Aangeleverde tekst.
Portability-richtlijn weinig gevolgen voor Nederland
De Commissie Werkgelegenheid en Sociale Zaken van het Europees
Parlement heeft eind maart ingestemd met het voortgangsrapport van de
Europese Richtlijn Overdraagbaarheid aanvullende pensioenen. Zoals het
er nu uitziet, zal de richtlijn voor Nederland weinig gevolgen hebben.
"Wel is het wat vreemd dat deze 'portability'-richtlijn, die de
overdraagbaarheid van pensioenen binnen de EU moet bevorderen, geen
bepalingen meer bevat over waardeoverdracht", vindt Liesbeth Goverse,
die zich binnen het Verbond met de richtlijn bezighoudt.
Werknemers die binnen de EU van baan wisselen, ondervinden vaak
problemen met het 'meenemen' van hun aanvullende pensioen van de ene
naar de andere lidstaat. Ook binnen de landsgrenzen ondervinden
werknemers soms problemen als zij van baan wisselen. In sommige
lidstaten bestaan bijvoorbeeld lange wachttijden voordat nieuwe
werknemers mogen deelnemen aan de pensioenregeling, waardoor er bij
wisseling van baan een pensioenbreuk kan ontstaan. Omdat dit alles de
arbeidsmobiliteit belemmert, heeft de Europese Commissie in oktober
2005 een richtlijnvoorstel ingediend om de overdraagbaarheid van
aanvullende pensioenen zowel binnen als tussen de lidstaten beter te
regelen.
Geen woord over fiscaliteit
Het aanvankelijke richtlijnvoorstel bevatte een aantal eisen om de
overdraagbaarheid van pensioenrechten te bevorderen, zoals een recht
op waardeoverdracht. Ook bevatte de ontwerprichtlijn eisen over de
opbouw van pensioenrechten en het 'eerlijk behandelen' van de rechten
van zogenaamde 'slapende' pensioenen (pensioenen die bij de overstap
naar een andere werkgever achterblijven bij de oude
pensioenuitvoerder).

Records met verwijzingen naar benoemde objecten
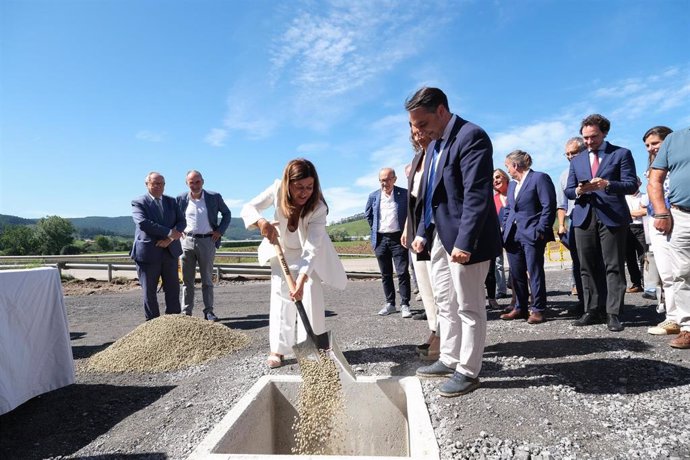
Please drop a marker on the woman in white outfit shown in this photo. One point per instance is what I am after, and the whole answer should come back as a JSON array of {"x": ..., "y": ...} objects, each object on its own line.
[{"x": 300, "y": 228}]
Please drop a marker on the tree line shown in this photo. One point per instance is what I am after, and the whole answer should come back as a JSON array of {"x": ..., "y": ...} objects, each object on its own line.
[{"x": 54, "y": 235}]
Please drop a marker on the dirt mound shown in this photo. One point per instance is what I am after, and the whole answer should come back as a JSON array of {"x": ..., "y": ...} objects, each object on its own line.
[{"x": 168, "y": 343}]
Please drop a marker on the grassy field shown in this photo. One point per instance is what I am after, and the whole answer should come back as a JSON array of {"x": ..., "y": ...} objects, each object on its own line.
[{"x": 354, "y": 228}]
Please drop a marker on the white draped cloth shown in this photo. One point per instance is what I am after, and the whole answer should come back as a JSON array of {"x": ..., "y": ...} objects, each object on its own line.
[{"x": 35, "y": 350}]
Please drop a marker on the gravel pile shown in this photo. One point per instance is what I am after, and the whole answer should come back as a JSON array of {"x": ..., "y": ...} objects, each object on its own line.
[
  {"x": 319, "y": 423},
  {"x": 168, "y": 343}
]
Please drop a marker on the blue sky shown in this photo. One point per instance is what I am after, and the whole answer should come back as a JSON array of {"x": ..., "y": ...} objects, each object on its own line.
[{"x": 94, "y": 94}]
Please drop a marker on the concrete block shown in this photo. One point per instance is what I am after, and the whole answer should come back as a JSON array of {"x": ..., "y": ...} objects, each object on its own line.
[{"x": 386, "y": 418}]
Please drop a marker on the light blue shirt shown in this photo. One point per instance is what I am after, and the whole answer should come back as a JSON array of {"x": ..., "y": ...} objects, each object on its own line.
[{"x": 674, "y": 157}]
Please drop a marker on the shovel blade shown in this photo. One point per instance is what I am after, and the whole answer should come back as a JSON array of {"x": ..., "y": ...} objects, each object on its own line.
[{"x": 309, "y": 349}]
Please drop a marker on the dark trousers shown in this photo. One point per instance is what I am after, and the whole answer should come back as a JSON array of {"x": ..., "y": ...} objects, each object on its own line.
[
  {"x": 602, "y": 257},
  {"x": 148, "y": 278},
  {"x": 490, "y": 281},
  {"x": 577, "y": 276},
  {"x": 527, "y": 258},
  {"x": 389, "y": 251},
  {"x": 635, "y": 250}
]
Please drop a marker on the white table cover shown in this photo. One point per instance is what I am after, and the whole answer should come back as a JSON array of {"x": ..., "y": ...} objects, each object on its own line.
[{"x": 35, "y": 351}]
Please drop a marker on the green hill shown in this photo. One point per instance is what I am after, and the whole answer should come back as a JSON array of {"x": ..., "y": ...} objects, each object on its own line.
[
  {"x": 359, "y": 228},
  {"x": 88, "y": 227}
]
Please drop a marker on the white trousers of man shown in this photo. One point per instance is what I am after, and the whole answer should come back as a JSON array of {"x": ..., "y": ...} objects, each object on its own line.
[
  {"x": 661, "y": 245},
  {"x": 459, "y": 295},
  {"x": 680, "y": 265},
  {"x": 284, "y": 322},
  {"x": 422, "y": 270}
]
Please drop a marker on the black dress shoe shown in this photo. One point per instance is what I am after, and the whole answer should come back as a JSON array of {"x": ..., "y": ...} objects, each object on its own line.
[
  {"x": 613, "y": 323},
  {"x": 588, "y": 319},
  {"x": 419, "y": 316}
]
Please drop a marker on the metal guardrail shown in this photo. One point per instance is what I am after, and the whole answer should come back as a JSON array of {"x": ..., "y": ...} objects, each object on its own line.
[{"x": 220, "y": 270}]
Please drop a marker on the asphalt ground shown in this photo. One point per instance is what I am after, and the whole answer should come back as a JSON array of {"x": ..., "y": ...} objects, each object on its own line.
[{"x": 551, "y": 388}]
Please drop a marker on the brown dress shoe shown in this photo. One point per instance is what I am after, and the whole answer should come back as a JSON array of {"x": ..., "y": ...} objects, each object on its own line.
[
  {"x": 535, "y": 317},
  {"x": 682, "y": 341},
  {"x": 515, "y": 314}
]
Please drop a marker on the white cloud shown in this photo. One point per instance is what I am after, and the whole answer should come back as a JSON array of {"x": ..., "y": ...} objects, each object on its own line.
[
  {"x": 313, "y": 148},
  {"x": 344, "y": 45},
  {"x": 216, "y": 137},
  {"x": 150, "y": 136},
  {"x": 544, "y": 141}
]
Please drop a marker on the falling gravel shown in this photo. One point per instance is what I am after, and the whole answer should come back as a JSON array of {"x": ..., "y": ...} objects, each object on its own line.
[
  {"x": 168, "y": 343},
  {"x": 319, "y": 423}
]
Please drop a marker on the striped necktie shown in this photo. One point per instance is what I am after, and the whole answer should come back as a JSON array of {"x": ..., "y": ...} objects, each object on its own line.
[
  {"x": 159, "y": 205},
  {"x": 595, "y": 164},
  {"x": 430, "y": 184}
]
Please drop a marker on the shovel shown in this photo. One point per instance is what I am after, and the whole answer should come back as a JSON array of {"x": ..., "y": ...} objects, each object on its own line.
[{"x": 309, "y": 349}]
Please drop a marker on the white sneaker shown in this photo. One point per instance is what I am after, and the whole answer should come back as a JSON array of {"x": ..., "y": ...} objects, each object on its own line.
[
  {"x": 664, "y": 328},
  {"x": 387, "y": 310}
]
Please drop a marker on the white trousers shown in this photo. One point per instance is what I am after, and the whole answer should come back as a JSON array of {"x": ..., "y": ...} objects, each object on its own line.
[
  {"x": 283, "y": 321},
  {"x": 459, "y": 295},
  {"x": 662, "y": 258},
  {"x": 422, "y": 270},
  {"x": 680, "y": 265}
]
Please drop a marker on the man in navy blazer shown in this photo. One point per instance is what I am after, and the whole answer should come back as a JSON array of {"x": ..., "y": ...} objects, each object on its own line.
[
  {"x": 386, "y": 211},
  {"x": 527, "y": 227},
  {"x": 598, "y": 181},
  {"x": 461, "y": 227},
  {"x": 158, "y": 227},
  {"x": 201, "y": 239}
]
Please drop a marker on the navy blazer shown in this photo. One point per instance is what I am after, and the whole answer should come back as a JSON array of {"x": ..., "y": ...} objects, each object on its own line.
[
  {"x": 371, "y": 211},
  {"x": 214, "y": 205},
  {"x": 462, "y": 194},
  {"x": 534, "y": 210},
  {"x": 618, "y": 167},
  {"x": 151, "y": 227}
]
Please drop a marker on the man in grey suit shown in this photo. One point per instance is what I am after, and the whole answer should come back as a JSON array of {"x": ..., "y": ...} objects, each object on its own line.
[
  {"x": 158, "y": 228},
  {"x": 201, "y": 239},
  {"x": 386, "y": 211}
]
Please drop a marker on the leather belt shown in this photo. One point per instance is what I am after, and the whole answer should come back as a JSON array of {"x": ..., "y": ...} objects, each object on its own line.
[{"x": 200, "y": 235}]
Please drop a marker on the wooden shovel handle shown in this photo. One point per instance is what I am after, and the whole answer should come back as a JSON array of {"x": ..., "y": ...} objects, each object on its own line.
[{"x": 291, "y": 284}]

Wat wordt gevraagd.
Schrijf de tekst over de portability-richtlijn volledig en woord voor woord over. Deze records komen uit een andere bron.

Antwoord bij oefening.
Portability-richtlijn weinig gevolgen voor Nederland
De Commissie Werkgelegenheid en Sociale Zaken van het Europees
Parlement heeft eind maart ingestemd met het voortgangsrapport van de
Europese Richtlijn Overdraagbaarheid aanvullende pensioenen. Zoals het
er nu uitziet, zal de richtlijn voor Nederland weinig gevolgen hebben.
"Wel is het wat vreemd dat deze 'portability'-richtlijn, die de
overdraagbaarheid van pensioenen binnen de EU moet bevorderen, geen
bepalingen meer bevat over waardeoverdracht", vindt Liesbeth Goverse,
die zich binnen het Verbond met de richtlijn bezighoudt.
Werknemers die binnen de EU van baan wisselen, ondervinden vaak
problemen met het 'meenemen' van hun aanvullende pensioen van de ene
naar de andere lidstaat. Ook binnen de landsgrenzen ondervinden
werknemers soms problemen als zij van baan wisselen. In sommige
lidstaten bestaan bijvoorbeeld lange wachttijden voordat nieuwe
werknemers mogen deelnemen aan de pensioenregeling, waardoor er bij
wisseling van baan een pensioenbreuk kan ontstaan. Omdat dit alles de
arbeidsmobiliteit belemmert, heeft de Europese Commissie in oktober
2005 een richtlijnvoorstel ingediend om de overdraagbaarheid van
aanvullende pensioenen zowel binnen als tussen de lidstaten beter te
regelen.
Geen woord over fiscaliteit
Het aanvankelijke richtlijnvoorstel bevatte een aantal eisen om de
overdraagbaarheid van pensioenrechten te bevorderen, zoals een recht
op waardeoverdracht. Ook bevatte de ontwerprichtlijn eisen over de
opbouw van pensioenrechten en het 'eerlijk behandelen' van de rechten
van zogenaamde 'slapende' pensioenen (pensioenen die bij de overstap
naar een andere werkgever achterblijven bij de oude
pensioenuitvoerder).